* PROVIDED PASSAGE *
- - - - -

Stock frame, cranks, headset, brake levers
Easton EC70X fork
Mavix CXP33/Surly Hub/DT 14/15/14 wheelset
White Industries Freewheel
Easton Stem
Salsa Bell Lap Bar
Tektro CR720 brakes w/KoolStop pads
Eriksen Ti Seatpost
WTB Rocket V Ti Saddle

19.7 lbs as pictured.


----------



## gobes

rmp said:


> another non-stocker.
> Stock frame, cranks, headset, brake levers
> Easton EC70X fork
> Mavix CXP33/Surly Hub/DT 14/15/14 wheelset
> White Industries Freewheel
> Easton Stem
> Salsa Bell Lap Bar
> Tektro CR720 brakes w/KoolStop pads
> Eriksen Ti Seatpost
> WTB Rocket V Ti Saddle
> 
> 19.7 lbs as pictured.


How do you like that rear wheel? I was just thinking about buying one of those to replace the stock rear wheel on my singlecross.


----------



## rmp

gobes said:


> How do you like that rear wheel? I was just thinking about buying one of those to replace the stock rear wheel on my singlecross.


Well, it's about a 1000% improvement over the horrible rolling (and sounding stock wheels). Surly hubs certainly aren't the lightest, but I think they'll work well, be durable and easy to refresh. I didn't want anything too fancy, as this is my "do everything bike", which means it gets locked up occasionally (the current seatpost doesn't jive with the philosophy right now!). Those wheels were a pretty good deal through the Handspun program at QBP. They even came with DT double butted spokes and alloy nipples.

Overall the one thing I don't like about the bike is the 120mm rear spacing. It really narrowed down my wheel options. When I get a chance I'm going to rebuild the stock hubs to see how much better I can get them. I'll run my Nokians on them this winter.

In the end, I just really dug the SingleCross frame. The tire clearance is awesome (my 45c Nokian W106 studded tires fit easily), it has full rack mounts and I think it looks great without that horrid (and heavy) stock fork. The EC70x isn't the lightest, but as used/cut it still took about 200 grams off the original anchor and it still has rack eyelets.

rmp


----------



## gobes

Did the change in fork have much effect on the handling of the bike. I'm getting ready to make some upgrades to my singlecross and the rear wheel will be first but I was also considering the fork. I'm hesitant to change the fork because I like the way the bike handles.

That seatpost is awesome. I'd love to have one of those but they're pretty pricey.

You're using the stock brake levers with cantilever brakes. Didn't the bike come with v-brakes?

- - - - -

* RECORDS SHOWN *
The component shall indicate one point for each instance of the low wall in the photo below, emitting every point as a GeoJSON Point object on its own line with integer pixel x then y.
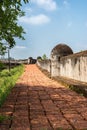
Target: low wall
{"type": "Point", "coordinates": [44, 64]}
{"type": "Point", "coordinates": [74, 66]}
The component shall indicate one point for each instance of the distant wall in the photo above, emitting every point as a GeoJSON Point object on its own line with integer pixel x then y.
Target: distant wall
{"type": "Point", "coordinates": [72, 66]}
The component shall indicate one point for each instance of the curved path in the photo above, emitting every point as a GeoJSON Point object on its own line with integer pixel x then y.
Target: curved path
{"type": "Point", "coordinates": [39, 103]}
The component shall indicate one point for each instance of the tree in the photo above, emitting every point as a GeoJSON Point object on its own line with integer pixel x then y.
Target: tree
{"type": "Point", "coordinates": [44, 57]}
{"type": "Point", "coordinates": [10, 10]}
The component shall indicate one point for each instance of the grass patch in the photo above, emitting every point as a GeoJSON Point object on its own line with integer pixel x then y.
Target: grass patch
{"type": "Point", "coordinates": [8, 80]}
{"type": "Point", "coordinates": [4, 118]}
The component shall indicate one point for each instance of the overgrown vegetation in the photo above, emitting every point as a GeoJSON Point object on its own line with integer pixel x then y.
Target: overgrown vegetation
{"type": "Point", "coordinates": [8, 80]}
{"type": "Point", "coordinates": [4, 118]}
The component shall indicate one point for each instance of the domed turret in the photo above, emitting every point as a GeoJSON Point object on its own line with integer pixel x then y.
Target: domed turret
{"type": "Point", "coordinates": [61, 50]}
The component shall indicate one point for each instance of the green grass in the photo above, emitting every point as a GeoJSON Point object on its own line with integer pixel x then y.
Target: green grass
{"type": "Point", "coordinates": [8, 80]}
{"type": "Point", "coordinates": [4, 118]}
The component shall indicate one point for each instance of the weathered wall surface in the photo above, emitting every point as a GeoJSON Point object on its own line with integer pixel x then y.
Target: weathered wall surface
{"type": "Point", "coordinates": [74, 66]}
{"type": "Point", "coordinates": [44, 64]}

- - - - -

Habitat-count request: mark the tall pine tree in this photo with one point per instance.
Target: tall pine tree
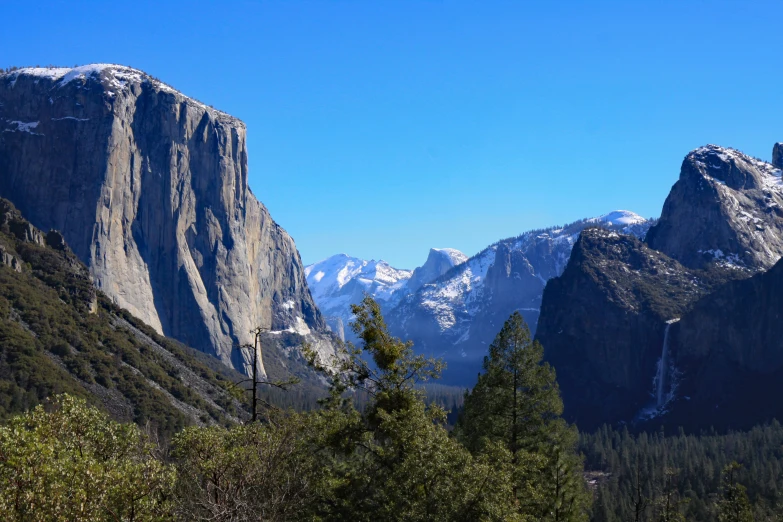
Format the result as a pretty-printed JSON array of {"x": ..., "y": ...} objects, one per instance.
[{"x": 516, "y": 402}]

- - - - -

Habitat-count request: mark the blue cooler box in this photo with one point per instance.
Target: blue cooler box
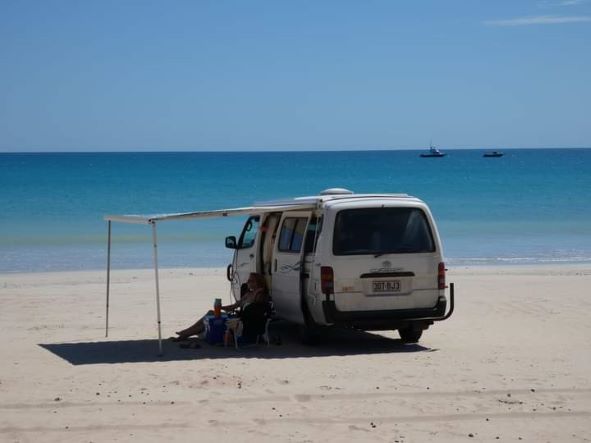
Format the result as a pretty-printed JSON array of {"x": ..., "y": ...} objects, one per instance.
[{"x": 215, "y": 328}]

- - - - -

* PROBLEM *
Reproduce the forum thread about the bike build word for word, starting at "Well, it's about" and ending at "them this winter.".

* SOLUTION *
Well, it's about a 1000% improvement over the horrible rolling (and sounding stock wheels). Surly hubs certainly aren't the lightest, but I think they'll work well, be durable and easy to refresh. I didn't want anything too fancy, as this is my "do everything bike", which means it gets locked up occasionally (the current seatpost doesn't jive with the philosophy right now!). Those wheels were a pretty good deal through the Handspun program at QBP. They even came with DT double butted spokes and alloy nipples.

Overall the one thing I don't like about the bike is the 120mm rear spacing. It really narrowed down my wheel options. When I get a chance I'm going to rebuild the stock hubs to see how much better I can get them. I'll run my Nokians on them this winter.